----- RECORDS TO USE -----
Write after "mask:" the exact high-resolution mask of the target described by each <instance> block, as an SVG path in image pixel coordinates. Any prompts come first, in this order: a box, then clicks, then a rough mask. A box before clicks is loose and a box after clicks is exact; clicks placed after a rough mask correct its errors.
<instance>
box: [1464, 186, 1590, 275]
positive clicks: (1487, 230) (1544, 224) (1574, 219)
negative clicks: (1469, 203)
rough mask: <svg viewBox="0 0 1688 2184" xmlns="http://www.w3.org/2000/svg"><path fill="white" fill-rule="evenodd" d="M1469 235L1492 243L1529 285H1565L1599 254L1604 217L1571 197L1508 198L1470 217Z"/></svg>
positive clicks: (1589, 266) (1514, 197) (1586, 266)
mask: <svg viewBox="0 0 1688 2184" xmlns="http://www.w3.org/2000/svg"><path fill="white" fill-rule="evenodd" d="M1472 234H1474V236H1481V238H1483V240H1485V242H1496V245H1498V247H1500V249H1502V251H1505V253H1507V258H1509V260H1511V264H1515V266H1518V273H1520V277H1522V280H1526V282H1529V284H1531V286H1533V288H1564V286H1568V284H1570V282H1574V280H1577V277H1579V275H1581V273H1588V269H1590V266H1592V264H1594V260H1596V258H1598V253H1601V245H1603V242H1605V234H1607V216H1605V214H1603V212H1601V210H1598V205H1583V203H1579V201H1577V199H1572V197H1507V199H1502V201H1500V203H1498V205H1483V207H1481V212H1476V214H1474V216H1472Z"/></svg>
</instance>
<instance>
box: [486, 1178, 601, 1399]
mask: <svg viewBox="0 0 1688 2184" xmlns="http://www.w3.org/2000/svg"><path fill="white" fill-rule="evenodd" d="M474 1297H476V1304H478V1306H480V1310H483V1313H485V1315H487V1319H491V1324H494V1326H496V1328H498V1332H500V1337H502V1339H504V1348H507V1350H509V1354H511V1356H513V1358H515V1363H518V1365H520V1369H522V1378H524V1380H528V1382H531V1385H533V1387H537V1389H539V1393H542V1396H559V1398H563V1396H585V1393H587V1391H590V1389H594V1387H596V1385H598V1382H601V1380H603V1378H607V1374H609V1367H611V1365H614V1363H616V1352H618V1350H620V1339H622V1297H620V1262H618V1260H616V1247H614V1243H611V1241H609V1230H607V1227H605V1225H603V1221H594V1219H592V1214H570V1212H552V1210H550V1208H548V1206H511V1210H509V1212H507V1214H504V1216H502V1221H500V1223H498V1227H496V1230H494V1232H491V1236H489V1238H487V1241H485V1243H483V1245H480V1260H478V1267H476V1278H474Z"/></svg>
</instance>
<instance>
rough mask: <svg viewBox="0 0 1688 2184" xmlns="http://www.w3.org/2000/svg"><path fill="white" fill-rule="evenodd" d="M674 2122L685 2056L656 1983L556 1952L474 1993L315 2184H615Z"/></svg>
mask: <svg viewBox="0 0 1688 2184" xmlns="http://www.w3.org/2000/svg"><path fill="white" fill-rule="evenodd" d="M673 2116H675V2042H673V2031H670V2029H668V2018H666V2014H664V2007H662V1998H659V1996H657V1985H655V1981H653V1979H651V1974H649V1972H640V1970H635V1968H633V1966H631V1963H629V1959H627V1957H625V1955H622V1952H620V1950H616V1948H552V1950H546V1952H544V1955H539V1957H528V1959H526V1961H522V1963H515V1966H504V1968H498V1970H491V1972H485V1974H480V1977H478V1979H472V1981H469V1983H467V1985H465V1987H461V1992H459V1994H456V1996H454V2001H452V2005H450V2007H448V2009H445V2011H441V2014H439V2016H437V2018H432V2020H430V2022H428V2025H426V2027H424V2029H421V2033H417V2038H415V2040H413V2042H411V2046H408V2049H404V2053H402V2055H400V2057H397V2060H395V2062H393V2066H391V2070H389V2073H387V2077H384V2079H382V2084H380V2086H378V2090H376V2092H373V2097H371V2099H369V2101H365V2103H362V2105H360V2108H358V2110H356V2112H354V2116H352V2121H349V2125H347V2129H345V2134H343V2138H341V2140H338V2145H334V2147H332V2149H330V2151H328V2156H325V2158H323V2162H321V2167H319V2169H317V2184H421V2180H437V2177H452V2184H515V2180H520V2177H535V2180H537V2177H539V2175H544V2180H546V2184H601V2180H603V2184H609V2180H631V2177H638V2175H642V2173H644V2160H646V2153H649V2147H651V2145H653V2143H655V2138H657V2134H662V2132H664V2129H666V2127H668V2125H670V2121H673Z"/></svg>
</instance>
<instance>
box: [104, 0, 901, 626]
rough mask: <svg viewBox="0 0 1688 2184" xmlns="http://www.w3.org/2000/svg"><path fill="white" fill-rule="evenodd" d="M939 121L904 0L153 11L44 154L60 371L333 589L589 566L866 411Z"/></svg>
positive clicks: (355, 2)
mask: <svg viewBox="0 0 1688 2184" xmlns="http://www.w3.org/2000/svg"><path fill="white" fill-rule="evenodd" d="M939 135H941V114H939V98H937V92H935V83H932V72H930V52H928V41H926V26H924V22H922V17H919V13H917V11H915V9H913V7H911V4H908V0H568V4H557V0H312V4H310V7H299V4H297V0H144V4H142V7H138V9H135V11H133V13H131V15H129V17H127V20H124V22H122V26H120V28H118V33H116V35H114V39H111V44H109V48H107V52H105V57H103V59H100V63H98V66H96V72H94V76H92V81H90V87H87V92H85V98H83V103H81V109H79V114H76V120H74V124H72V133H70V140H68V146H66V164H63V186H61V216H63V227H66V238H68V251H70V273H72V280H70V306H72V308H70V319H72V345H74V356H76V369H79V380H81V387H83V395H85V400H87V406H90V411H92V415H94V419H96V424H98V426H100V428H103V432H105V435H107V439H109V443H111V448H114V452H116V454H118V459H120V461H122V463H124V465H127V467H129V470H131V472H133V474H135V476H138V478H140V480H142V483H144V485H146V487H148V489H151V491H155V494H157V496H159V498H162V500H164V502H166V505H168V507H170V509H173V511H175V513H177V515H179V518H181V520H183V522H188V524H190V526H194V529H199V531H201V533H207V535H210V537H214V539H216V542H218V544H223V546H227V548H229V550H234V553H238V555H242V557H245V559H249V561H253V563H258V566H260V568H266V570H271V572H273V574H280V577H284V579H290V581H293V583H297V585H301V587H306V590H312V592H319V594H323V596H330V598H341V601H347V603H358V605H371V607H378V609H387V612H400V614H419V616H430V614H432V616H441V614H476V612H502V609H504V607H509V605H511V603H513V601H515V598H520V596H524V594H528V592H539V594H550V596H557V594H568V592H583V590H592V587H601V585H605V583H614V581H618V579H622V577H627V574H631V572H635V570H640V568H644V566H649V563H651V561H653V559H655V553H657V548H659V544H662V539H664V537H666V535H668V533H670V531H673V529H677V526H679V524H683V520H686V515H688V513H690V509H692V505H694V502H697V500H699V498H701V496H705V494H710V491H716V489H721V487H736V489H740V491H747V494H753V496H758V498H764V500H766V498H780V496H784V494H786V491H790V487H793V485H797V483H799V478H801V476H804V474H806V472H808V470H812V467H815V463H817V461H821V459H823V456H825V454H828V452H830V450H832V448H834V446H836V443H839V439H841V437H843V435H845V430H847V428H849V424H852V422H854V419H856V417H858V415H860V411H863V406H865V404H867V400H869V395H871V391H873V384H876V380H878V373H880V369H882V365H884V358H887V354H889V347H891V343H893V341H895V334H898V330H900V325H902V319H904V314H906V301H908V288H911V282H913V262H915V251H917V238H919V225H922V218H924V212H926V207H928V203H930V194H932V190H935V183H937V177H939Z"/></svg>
-----
● REQUIRED ACTION
Copy out all of the data above line for line, changing nothing.

● RESULT FOR THIS EXERCISE
Write after "mask:" the exact high-resolution mask of the target described by each <instance> block, as an SVG path in image pixel coordinates. Any prompts come first, in this order: a box, then clicks, then a rough mask. A box before clicks is loose and a box after clicks is exact; clicks placed after a rough mask correct its errors.
<instance>
box: [1464, 186, 1590, 275]
positive clicks: (1487, 230) (1544, 224) (1574, 219)
negative clicks: (1469, 203)
rough mask: <svg viewBox="0 0 1688 2184" xmlns="http://www.w3.org/2000/svg"><path fill="white" fill-rule="evenodd" d="M1469 235L1492 243L1529 285H1565L1599 254L1604 217L1571 197L1508 198L1470 217Z"/></svg>
positive clicks: (1589, 266) (1514, 197) (1586, 266)
mask: <svg viewBox="0 0 1688 2184" xmlns="http://www.w3.org/2000/svg"><path fill="white" fill-rule="evenodd" d="M1472 234H1474V236H1481V238H1483V240H1485V242H1496V245H1498V247H1500V249H1502V251H1505V253H1507V258H1509V260H1511V264H1515V266H1518V273H1520V277H1522V280H1526V282H1529V284H1531V286H1533V288H1564V286H1568V284H1570V282H1574V280H1577V277H1579V275H1581V273H1588V269H1590V266H1592V264H1594V260H1596V258H1598V253H1601V245H1603V242H1605V234H1607V216H1605V214H1603V212H1601V210H1598V205H1583V203H1579V201H1577V199H1572V197H1507V199H1502V201H1500V203H1498V205H1483V207H1481V212H1476V214H1474V216H1472Z"/></svg>
</instance>
<instance>
box: [486, 1178, 601, 1399]
mask: <svg viewBox="0 0 1688 2184" xmlns="http://www.w3.org/2000/svg"><path fill="white" fill-rule="evenodd" d="M474 1297H476V1304H478V1306H480V1310H483V1313H485V1315H487V1319H491V1324H494V1326H496V1328H498V1332H500V1337H502V1339H504V1348H507V1350H509V1354H511V1356H513V1358H515V1363H518V1365H520V1369H522V1378H524V1380H528V1382H531V1385H533V1387H537V1389H539V1393H542V1396H559V1398H563V1396H585V1393H587V1391H590V1389H594V1387H596V1385H598V1382H601V1380H603V1378H607V1374H609V1367H611V1365H614V1363H616V1352H618V1350H620V1339H622V1297H620V1262H618V1260H616V1247H614V1243H611V1241H609V1230H607V1227H605V1225H603V1221H594V1219H592V1214H570V1212H552V1210H550V1208H548V1206H511V1210H509V1212H507V1214H504V1216H502V1221H500V1223H498V1227H496V1230H494V1232H491V1236H489V1238H487V1241H485V1243H483V1245H480V1260H478V1267H476V1278H474Z"/></svg>
</instance>
<instance>
rough mask: <svg viewBox="0 0 1688 2184" xmlns="http://www.w3.org/2000/svg"><path fill="white" fill-rule="evenodd" d="M674 2122L685 2056L656 1983L556 1952L474 1993L315 2184H615Z"/></svg>
mask: <svg viewBox="0 0 1688 2184" xmlns="http://www.w3.org/2000/svg"><path fill="white" fill-rule="evenodd" d="M673 2116H675V2042H673V2031H670V2029H668V2018H666V2014H664V2007H662V1998H659V1996H657V1985H655V1981H653V1979H651V1974H649V1972H640V1970H635V1968H633V1966H631V1963H629V1959H627V1957H625V1955H622V1952H620V1950H616V1948H552V1950H546V1952H544V1955H539V1957H528V1959H526V1961H522V1963H515V1966H504V1968H498V1970H491V1972H485V1974H480V1977H478V1979H472V1981H469V1983H467V1985H465V1987H461V1992H459V1994H456V1996H454V2001H452V2005H450V2007H448V2009H445V2011H441V2014H439V2016H437V2018H432V2020H430V2022H428V2025H426V2027H424V2029H421V2033H417V2038H415V2040H413V2042H411V2046H408V2049H404V2053H402V2055H400V2057H397V2060H395V2062H393V2066H391V2070H389V2073H387V2077H384V2079H382V2084H380V2086H378V2090H376V2092H373V2097H371V2099H369V2101H365V2103H362V2105H360V2108H358V2110H356V2112H354V2116H352V2121H349V2125H347V2129H345V2134H343V2138H341V2140H338V2145H334V2147H332V2149H330V2151H328V2156H325V2158H323V2162H321V2167H319V2169H317V2184H421V2180H437V2177H452V2184H515V2180H520V2177H535V2180H537V2177H539V2175H544V2180H546V2184H601V2180H603V2184H609V2180H631V2177H638V2175H642V2173H644V2160H646V2153H649V2147H651V2145H653V2143H655V2138H657V2134H662V2132H664V2129H666V2127H668V2125H670V2121H673Z"/></svg>
</instance>
<instance>
box: [104, 0, 901, 626]
rough mask: <svg viewBox="0 0 1688 2184" xmlns="http://www.w3.org/2000/svg"><path fill="white" fill-rule="evenodd" d="M939 121L904 0L153 11L44 154L60 371L333 589L589 566L866 411Z"/></svg>
positive clicks: (355, 2)
mask: <svg viewBox="0 0 1688 2184" xmlns="http://www.w3.org/2000/svg"><path fill="white" fill-rule="evenodd" d="M939 135H941V114H939V98H937V92H935V83H932V72H930V52H928V41H926V26H924V22H922V17H919V13H917V11H915V9H913V7H911V4H908V0H568V4H557V0H312V4H310V7H299V4H297V0H144V4H142V7H138V9H135V11H133V13H131V15H129V17H127V20H124V22H122V26H120V28H118V33H116V35H114V39H111V44H109V48H107V52H105V57H103V59H100V63H98V66H96V72H94V76H92V81H90V87H87V92H85V98H83V103H81V109H79V114H76V120H74V124H72V133H70V140H68V146H66V164H63V186H61V216H63V227H66V238H68V251H70V273H72V280H70V306H72V308H70V319H72V345H74V356H76V369H79V380H81V387H83V395H85V400H87V406H90V411H92V415H94V419H96V424H98V426H100V428H103V432H105V435H107V439H109V443H111V448H114V452H116V454H118V459H120V461H122V463H124V465H127V467H129V470H131V472H133V474H135V476H138V478H140V480H142V483H144V485H146V487H148V489H151V491H155V494H157V496H159V498H162V500H164V502H166V505H168V507H170V509H173V511H175V513H177V515H179V518H181V520H183V522H188V524H190V526H194V529H199V531H201V533H207V535H210V537H214V539H216V542H218V544H223V546H227V548H229V550H234V553H238V555H242V557H245V559H249V561H253V563H258V566H260V568H266V570H271V572H273V574H280V577H284V579H290V581H293V583H297V585H301V587H306V590H312V592H319V594H323V596H330V598H341V601H347V603H358V605H371V607H378V609H387V612H400V614H419V616H430V614H432V616H441V614H476V612H502V609H504V607H509V605H511V603H513V601H515V598H520V596H524V594H528V592H539V594H550V596H557V594H568V592H583V590H592V587H601V585H605V583H614V581H618V579H622V577H627V574H631V572H635V570H640V568H644V566H649V563H651V561H653V559H655V553H657V548H659V544H662V539H664V537H666V535H668V533H670V531H673V529H677V526H679V524H683V520H686V515H688V513H690V509H692V505H694V502H697V500H699V498H701V496H705V494H710V491H716V489H721V487H736V489H740V491H747V494H753V496H758V498H764V500H766V498H780V496H784V494H786V491H790V487H793V485H797V483H799V478H801V476H804V474H806V472H808V470H812V467H815V463H817V461H821V459H823V456H825V454H828V452H830V450H832V448H834V446H836V443H839V439H841V437H843V435H845V430H847V428H849V424H852V422H854V419H856V417H858V415H860V411H863V406H865V404H867V400H869V395H871V391H873V384H876V380H878V373H880V369H882V365H884V358H887V354H889V347H891V343H893V341H895V334H898V330H900V325H902V319H904V314H906V301H908V288H911V282H913V262H915V251H917V238H919V225H922V218H924V212H926V207H928V203H930V194H932V190H935V183H937V177H939Z"/></svg>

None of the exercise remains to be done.